## Exceptions

Conditional execution - same category as if statements. The code in the `try` statement is run first. If an error occurs while running that code, the code under the `except` statement is run instead.

In [4]:
a = 'year'
b = 2018

This gives an error, because strings cannot be combined with numbers. Execution of the program is stopped.

In [3]:
a+b

TypeError: Can't convert 'int' object to str implicitly

This tries the same code, and converts both variables to a string if an error occurs. Execution of the program continues.

In [2]:
try:
    combined = a+b
except TypeError:
    combined = str(a)+str(b)
   
print(combined)

year2018


## Loops

Loops are a way of repeating commands over and over again.

A _while_ loop is an indefinite loop. It runs indefinitely until a certain condition is met. Be careful with while loops. If the condition is never met, the while loop will try to run forever.

#### SUPPLIED DATA:
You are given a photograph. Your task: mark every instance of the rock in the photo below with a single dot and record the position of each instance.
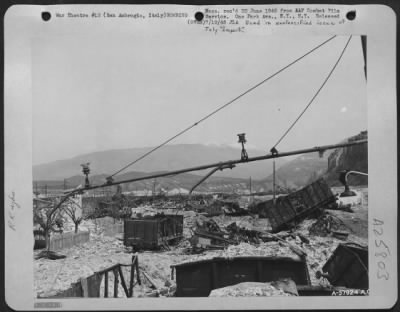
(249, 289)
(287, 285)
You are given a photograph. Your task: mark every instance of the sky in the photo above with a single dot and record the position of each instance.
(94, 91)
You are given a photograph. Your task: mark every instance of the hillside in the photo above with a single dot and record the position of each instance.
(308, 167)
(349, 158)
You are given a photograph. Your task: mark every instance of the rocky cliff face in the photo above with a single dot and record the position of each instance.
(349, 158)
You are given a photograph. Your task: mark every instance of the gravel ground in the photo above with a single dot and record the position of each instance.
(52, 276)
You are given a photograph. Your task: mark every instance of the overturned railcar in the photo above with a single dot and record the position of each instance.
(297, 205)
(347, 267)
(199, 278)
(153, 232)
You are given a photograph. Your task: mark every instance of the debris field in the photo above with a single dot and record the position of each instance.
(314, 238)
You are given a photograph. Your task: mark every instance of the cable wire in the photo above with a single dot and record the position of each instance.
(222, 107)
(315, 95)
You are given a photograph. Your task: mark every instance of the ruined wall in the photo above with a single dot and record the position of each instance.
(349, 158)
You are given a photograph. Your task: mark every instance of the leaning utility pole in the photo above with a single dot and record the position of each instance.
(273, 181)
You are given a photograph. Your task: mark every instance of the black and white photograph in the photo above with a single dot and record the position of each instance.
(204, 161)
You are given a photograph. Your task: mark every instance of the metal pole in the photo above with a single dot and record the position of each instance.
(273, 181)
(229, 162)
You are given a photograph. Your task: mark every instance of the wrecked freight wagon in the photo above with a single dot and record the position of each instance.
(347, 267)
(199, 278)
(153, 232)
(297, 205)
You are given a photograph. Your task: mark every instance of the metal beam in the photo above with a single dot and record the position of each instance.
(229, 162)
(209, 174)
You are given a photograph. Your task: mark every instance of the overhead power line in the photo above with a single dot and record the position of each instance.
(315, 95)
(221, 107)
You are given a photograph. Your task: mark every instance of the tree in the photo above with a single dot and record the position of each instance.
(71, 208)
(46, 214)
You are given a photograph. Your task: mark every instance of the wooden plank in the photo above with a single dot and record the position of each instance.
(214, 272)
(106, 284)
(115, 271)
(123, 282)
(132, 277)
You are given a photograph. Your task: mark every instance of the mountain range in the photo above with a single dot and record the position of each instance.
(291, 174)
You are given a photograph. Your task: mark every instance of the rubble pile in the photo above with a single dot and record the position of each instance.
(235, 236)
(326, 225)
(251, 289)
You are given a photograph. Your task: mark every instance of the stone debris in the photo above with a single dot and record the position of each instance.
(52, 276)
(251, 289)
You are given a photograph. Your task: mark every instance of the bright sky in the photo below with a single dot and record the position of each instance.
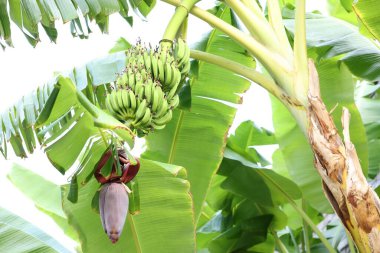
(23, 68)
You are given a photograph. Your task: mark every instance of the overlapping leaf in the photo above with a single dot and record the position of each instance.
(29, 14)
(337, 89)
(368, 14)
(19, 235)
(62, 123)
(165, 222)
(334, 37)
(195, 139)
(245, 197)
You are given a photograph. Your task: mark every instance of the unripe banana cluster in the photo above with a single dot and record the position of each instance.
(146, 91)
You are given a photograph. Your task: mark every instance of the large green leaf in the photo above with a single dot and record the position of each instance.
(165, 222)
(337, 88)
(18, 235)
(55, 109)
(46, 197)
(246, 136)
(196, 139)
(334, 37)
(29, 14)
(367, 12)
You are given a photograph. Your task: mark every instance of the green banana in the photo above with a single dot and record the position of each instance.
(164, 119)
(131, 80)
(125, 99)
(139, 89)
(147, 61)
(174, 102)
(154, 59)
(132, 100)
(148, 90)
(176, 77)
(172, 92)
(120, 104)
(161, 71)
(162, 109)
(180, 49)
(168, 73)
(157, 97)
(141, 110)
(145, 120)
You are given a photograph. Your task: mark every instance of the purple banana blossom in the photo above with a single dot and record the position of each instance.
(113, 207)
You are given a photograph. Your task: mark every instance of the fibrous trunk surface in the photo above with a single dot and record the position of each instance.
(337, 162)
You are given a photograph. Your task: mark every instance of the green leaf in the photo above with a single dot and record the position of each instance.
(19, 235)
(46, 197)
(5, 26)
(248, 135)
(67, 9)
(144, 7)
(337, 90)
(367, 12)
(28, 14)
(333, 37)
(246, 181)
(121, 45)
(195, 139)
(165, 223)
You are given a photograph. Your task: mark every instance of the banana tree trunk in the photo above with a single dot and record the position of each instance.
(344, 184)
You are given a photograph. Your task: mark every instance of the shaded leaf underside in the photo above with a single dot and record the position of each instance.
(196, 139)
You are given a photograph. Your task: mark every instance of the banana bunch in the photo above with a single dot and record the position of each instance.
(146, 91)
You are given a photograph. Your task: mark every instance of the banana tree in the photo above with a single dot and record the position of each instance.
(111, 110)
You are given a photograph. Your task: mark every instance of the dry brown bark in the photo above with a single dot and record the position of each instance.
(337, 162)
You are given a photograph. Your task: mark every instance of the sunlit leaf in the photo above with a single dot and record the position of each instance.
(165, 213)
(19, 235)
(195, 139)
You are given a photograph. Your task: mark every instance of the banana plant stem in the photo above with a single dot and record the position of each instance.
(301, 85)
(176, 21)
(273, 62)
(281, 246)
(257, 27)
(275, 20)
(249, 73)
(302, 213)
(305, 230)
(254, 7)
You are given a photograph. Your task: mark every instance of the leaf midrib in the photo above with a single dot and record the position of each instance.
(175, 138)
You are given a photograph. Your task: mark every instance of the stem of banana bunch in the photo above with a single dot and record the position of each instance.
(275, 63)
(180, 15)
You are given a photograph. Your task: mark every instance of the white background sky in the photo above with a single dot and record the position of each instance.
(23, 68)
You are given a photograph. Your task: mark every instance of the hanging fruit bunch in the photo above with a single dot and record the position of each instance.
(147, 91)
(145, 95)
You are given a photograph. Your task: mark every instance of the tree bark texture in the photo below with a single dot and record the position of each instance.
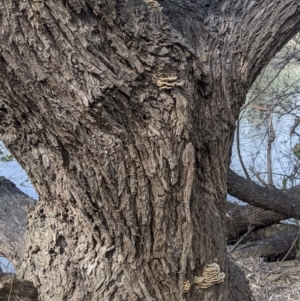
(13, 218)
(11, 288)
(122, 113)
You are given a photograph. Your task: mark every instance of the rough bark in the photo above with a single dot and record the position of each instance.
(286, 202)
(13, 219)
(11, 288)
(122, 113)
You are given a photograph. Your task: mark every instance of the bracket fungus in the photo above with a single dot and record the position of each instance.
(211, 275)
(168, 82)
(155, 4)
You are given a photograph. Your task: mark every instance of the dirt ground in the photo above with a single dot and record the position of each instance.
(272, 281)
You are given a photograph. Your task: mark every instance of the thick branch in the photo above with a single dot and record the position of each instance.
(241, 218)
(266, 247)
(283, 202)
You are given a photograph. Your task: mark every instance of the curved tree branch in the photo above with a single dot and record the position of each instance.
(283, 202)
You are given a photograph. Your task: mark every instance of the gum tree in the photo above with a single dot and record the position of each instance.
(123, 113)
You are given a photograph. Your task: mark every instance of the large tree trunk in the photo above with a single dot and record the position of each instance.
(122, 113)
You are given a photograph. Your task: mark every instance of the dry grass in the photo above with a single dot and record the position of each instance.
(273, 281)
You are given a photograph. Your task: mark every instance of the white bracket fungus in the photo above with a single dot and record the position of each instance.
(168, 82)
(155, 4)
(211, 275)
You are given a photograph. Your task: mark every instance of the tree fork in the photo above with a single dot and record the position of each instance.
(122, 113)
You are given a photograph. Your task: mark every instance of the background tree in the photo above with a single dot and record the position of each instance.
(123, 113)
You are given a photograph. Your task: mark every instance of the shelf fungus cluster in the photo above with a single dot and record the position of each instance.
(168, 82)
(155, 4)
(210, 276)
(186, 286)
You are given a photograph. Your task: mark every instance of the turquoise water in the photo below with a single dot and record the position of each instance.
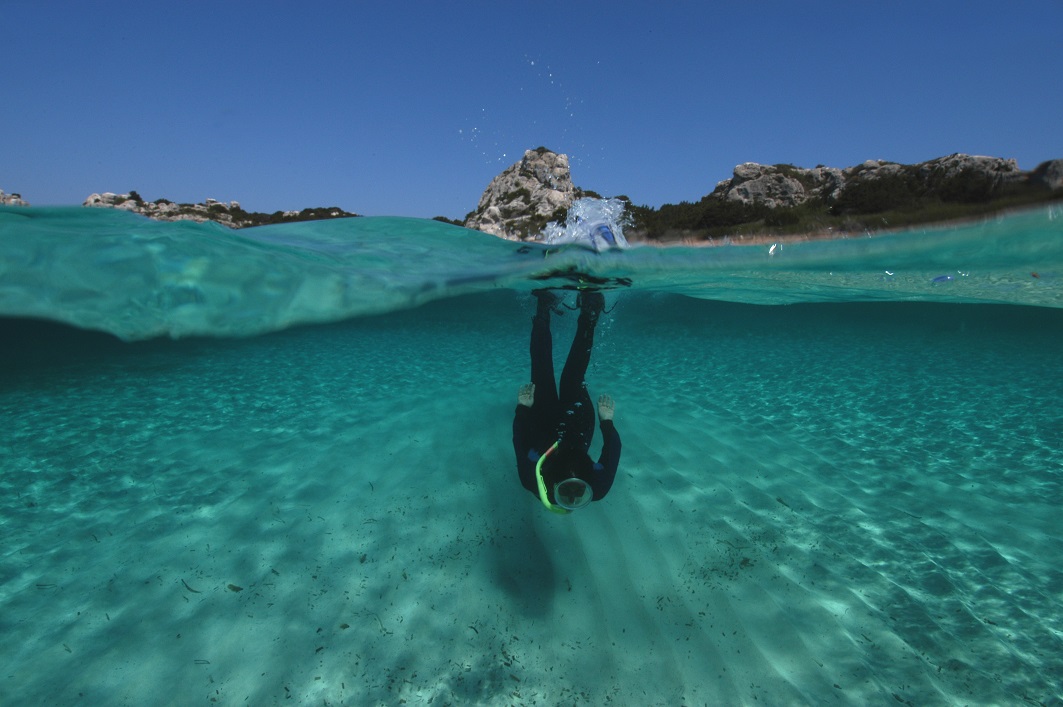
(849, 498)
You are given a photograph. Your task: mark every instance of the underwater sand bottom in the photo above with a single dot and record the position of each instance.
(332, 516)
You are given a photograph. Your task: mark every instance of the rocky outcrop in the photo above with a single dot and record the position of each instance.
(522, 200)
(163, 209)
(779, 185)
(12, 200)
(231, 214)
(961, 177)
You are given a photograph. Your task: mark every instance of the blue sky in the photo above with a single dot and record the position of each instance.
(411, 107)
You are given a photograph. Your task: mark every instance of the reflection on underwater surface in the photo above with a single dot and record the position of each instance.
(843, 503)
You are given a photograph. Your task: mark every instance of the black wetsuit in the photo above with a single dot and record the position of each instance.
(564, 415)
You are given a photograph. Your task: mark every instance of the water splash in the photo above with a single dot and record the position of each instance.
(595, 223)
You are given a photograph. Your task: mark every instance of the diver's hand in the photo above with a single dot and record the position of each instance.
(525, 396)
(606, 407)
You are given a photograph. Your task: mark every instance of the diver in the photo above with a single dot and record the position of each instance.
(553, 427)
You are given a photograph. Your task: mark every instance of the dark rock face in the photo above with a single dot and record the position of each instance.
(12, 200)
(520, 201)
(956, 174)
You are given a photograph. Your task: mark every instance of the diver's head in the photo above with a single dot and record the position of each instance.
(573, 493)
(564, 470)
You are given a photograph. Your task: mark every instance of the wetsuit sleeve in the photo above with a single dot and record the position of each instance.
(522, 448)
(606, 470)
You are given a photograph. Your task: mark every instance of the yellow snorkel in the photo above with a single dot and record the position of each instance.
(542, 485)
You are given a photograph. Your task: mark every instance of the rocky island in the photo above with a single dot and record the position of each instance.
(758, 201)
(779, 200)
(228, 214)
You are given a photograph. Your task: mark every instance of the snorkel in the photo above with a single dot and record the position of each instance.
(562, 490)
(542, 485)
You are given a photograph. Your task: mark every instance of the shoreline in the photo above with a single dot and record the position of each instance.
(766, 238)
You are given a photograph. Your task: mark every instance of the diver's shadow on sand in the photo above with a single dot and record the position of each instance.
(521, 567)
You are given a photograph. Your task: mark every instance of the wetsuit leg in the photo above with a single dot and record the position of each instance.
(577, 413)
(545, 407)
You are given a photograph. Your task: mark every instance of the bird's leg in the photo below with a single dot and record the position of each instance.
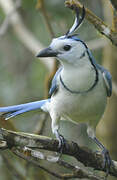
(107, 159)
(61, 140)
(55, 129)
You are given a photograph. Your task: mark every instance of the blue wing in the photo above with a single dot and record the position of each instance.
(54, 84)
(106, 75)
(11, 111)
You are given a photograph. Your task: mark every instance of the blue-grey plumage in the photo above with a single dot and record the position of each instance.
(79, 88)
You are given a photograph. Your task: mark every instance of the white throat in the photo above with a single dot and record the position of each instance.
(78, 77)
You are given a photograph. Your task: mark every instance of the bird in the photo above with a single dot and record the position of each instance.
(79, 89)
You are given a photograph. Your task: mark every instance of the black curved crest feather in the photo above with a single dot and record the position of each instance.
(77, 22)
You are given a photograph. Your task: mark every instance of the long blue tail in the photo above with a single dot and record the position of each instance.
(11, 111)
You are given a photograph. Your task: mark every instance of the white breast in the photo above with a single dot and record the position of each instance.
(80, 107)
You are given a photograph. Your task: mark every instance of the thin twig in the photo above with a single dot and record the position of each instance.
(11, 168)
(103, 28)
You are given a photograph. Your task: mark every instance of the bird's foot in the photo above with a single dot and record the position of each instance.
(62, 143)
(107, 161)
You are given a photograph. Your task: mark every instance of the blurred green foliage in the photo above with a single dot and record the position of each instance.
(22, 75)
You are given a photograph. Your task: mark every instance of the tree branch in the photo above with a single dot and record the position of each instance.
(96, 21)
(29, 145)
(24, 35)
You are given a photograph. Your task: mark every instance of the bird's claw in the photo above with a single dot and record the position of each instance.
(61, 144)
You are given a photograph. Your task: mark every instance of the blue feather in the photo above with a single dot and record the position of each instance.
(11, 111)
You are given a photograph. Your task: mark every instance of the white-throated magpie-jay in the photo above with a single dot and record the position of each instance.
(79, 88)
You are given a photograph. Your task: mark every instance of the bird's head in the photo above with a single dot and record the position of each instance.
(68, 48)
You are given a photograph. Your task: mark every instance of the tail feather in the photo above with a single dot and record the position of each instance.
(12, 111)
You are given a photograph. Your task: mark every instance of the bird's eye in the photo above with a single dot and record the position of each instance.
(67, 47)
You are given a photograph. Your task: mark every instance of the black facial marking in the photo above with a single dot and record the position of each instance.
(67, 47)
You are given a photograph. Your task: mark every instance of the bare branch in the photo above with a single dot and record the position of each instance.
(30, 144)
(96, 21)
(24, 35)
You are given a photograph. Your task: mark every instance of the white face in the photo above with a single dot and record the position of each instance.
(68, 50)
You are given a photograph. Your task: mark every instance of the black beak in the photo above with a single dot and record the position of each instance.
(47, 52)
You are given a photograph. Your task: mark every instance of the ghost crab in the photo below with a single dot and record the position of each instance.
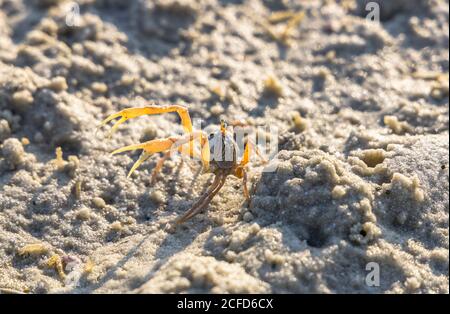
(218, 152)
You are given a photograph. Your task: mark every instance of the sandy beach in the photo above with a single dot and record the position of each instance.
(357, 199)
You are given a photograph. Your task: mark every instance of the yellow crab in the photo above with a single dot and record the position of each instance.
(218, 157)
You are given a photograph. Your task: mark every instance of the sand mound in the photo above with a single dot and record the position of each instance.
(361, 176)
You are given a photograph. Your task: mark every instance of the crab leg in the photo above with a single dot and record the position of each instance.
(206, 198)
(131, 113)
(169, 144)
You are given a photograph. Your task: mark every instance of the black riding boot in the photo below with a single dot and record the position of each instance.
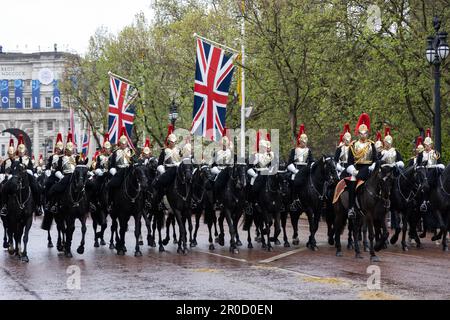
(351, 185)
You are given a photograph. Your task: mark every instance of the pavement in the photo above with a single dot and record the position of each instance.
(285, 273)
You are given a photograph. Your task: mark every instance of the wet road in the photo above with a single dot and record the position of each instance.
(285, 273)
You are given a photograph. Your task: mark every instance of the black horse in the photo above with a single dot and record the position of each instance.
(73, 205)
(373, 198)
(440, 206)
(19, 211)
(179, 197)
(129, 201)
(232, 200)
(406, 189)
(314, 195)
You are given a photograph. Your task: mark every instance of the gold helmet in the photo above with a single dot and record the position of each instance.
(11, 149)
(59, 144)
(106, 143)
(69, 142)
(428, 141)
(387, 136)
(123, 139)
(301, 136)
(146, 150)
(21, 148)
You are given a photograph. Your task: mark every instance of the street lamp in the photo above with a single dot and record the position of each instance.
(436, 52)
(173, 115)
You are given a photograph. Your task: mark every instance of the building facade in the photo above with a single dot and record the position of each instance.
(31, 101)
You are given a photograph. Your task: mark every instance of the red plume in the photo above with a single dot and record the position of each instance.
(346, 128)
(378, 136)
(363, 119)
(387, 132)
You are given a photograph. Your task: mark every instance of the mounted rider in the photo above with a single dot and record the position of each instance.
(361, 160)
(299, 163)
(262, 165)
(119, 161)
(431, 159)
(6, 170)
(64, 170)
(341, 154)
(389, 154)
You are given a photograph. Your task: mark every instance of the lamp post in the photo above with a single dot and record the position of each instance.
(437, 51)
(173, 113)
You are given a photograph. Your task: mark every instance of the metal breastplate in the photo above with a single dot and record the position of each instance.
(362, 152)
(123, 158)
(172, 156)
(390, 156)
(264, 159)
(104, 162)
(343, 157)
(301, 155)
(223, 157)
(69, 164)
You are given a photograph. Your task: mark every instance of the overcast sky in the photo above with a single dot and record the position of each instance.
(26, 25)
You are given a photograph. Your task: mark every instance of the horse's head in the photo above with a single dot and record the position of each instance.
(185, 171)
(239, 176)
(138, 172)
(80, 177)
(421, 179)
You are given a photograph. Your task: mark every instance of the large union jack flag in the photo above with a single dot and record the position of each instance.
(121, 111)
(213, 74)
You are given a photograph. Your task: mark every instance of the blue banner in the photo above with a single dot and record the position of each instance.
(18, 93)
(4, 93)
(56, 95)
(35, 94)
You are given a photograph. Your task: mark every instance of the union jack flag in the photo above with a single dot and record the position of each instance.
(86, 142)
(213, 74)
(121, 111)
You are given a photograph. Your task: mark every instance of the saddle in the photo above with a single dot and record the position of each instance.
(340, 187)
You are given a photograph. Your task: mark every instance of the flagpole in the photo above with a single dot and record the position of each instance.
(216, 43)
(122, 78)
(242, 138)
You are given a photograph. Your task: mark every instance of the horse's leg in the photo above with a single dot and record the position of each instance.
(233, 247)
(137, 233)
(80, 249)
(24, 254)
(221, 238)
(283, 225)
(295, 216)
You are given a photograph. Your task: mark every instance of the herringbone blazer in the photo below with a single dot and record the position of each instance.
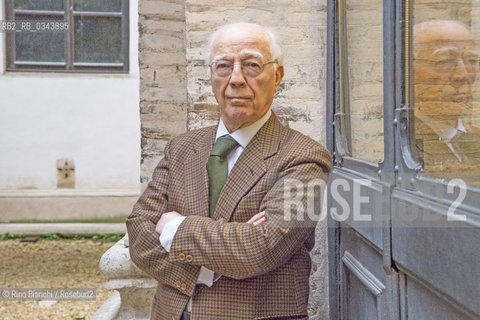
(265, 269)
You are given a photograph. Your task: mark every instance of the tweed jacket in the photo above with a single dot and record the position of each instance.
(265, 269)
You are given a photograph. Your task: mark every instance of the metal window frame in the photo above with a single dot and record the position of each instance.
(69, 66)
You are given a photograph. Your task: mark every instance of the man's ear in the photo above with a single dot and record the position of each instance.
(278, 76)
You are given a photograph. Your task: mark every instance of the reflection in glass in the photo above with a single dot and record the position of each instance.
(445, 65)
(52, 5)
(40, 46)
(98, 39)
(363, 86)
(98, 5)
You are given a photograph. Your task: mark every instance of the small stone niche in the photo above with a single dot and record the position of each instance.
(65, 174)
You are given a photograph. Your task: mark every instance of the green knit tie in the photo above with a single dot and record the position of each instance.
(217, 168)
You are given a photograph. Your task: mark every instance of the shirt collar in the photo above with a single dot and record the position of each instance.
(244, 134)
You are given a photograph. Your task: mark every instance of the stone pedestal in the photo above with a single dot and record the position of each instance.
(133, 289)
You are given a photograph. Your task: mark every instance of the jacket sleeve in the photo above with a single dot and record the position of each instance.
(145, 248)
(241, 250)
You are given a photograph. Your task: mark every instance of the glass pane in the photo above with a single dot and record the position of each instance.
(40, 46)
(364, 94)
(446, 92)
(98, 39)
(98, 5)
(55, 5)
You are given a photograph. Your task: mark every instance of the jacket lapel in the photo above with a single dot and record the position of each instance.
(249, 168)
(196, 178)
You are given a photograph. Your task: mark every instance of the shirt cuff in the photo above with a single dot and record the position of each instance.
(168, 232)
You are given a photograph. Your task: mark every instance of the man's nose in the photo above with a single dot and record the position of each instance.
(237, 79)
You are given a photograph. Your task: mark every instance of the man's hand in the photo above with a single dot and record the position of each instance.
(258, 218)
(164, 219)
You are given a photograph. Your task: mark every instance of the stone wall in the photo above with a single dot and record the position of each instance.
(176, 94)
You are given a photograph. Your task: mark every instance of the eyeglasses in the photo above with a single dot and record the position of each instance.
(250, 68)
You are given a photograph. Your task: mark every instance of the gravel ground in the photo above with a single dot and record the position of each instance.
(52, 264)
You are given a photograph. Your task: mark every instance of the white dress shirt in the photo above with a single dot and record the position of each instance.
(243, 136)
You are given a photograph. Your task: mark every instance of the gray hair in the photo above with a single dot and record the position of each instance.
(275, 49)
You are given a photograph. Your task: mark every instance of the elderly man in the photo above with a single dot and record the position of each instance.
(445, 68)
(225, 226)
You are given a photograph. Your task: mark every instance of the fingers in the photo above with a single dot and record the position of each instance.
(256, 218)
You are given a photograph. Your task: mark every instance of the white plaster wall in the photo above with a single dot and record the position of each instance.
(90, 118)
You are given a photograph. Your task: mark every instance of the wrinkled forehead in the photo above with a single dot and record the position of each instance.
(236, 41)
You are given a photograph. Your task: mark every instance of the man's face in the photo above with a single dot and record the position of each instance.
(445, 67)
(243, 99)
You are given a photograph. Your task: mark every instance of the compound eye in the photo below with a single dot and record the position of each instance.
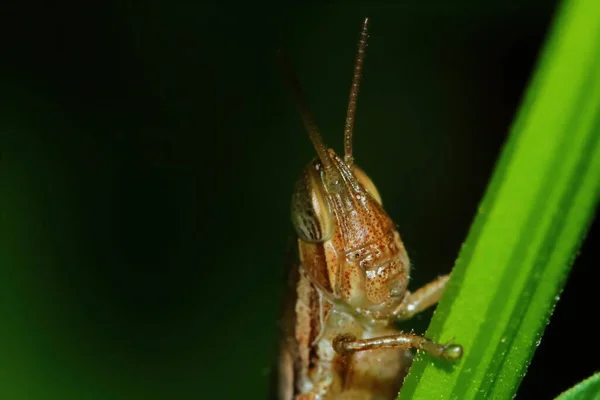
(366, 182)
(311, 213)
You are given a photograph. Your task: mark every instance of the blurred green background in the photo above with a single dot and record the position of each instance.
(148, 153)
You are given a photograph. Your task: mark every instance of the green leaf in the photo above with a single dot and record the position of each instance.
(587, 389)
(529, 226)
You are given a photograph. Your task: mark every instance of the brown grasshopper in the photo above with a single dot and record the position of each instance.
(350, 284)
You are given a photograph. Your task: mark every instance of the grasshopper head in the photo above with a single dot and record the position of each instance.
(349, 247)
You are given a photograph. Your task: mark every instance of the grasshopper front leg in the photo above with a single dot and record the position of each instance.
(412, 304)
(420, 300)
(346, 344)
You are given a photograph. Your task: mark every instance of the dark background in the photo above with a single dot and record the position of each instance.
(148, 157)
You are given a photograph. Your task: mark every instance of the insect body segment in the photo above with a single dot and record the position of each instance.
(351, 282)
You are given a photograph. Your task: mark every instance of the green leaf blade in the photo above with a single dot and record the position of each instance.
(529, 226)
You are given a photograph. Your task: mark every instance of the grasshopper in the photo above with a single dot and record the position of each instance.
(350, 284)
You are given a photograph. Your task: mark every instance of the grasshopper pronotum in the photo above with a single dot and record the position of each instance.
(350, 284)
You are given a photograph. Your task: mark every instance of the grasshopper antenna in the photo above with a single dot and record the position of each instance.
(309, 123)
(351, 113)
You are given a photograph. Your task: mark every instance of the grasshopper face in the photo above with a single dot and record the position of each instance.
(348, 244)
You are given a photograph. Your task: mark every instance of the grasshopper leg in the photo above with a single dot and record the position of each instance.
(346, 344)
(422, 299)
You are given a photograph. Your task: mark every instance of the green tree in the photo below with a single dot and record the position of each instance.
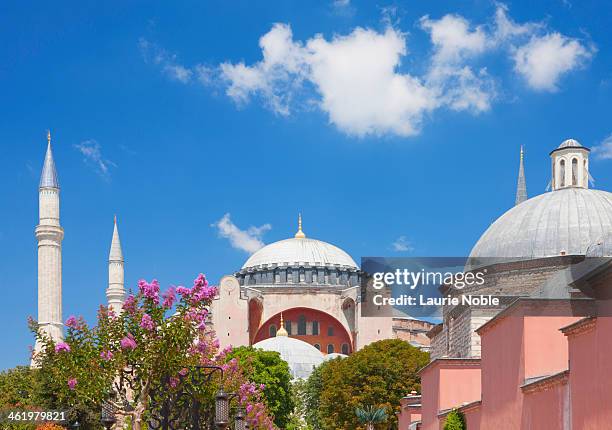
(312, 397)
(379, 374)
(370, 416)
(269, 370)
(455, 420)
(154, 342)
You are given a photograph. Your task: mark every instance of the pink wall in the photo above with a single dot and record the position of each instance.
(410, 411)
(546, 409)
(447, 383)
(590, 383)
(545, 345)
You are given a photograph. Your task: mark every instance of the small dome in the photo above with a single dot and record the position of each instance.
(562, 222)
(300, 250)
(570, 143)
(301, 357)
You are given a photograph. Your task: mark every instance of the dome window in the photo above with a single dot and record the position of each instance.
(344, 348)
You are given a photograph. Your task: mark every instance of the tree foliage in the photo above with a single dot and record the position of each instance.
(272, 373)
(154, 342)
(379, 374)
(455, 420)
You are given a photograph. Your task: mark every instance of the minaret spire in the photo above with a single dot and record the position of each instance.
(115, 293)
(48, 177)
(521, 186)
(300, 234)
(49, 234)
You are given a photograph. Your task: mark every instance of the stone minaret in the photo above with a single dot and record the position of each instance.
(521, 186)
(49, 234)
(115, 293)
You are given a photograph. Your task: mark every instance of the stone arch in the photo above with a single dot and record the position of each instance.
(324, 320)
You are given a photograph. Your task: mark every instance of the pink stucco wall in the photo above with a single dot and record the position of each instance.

#### TO BE DONE:
1) In the Python text, reproduce the part that opens with the words containing "Conditional execution - same" and closes with "is run instead.".
2) According to the Python text, why does running `a+b` produce an error, and what happens to the program as a result? Answer in one to three sentences.

#### SOLVED PROBLEMS:
1)
Conditional execution - same category as if statements. The code in the `try` statement is run first. If an error occurs while running that code, the code under the `except` statement is run instead.

2) Running `a+b` produces an error because `a` holds the string 'year' and `b` holds the number 2018, and strings cannot be combined with numbers. The error stops execution of the program.